EXCERPTED TEXT:

###

1. A T-handled scraping tool, comprising: a thin, razor-like scraping blade securely fastened to a blade holder so that a narrow margin of the scraping blade is exposed; a shaft mounted to the blade holder and extending therefrom to a distal end; and a handle fixed in swiveling relation to the distal end of the shaft, the handle attached to the shaft at a center of the handle and having opposite arms extending from the center of the handle away from the shaft, whereby the handle is free to swivel around the shaft when the scraping tool is held using one hand to grasp the handle, and moved in reciprocating motion over a surface to be scraped.

2. The scraping tool of claim 1, further comprising a bearing in the center of the handle disposed around the shaft.

3. The scraping tool of claim 2, wherein the bearing is selected from a journal bearing, a ball bearing, a roller bearing, or a needle bearing.

4. The scraping tool of claim 2, wherein the bearing is pressed into a bore of the handle.

5. The scraping tool of claim 4, wherein an opening of the bore is covered by a cap.

6. The scraping tool of claim 1, wherein the shaft is a steel shaft.

7. The scraping tool of claim 1, wherein the shaft is tubular.

###

GIVEN DATA:
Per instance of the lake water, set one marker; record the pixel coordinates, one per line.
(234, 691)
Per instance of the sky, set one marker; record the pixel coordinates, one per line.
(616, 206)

###

THINGS TO DO:
A. Do these statements agree with the scraping tool claims? Answer yes or no for each and quote the words of the text that decide it. (i) The blade holder covers the scraping blade completely. (ii) The handle is attached to the shaft at one end of the handle. (iii) The shaft may be tubular.
B. Summarize the scraping tool claims in two sentences.
C. In the scraping tool claims, what covers the opening of the bore?

PROBLEM SOLUTIONS:
A.
(i) No: "a narrow margin of the scraping blade is exposed"
(ii) No: "the handle attached to the shaft at a center of the handle"
(iii) Yes: "wherein the shaft is tubular"

B. The claimed T-handled scraping tool has a thin, razor-like blade fastened to a blade holder, a shaft extending from the holder, and a handle fixed at its center to the shaft's distal end so that it swivels around the shaft during one-handed back-and-forth scraping. Further claims add a bearing in the handle's center, which may be pressed into a bore covered by a cap, and state that the shaft may be steel or tubular.

C. A cap.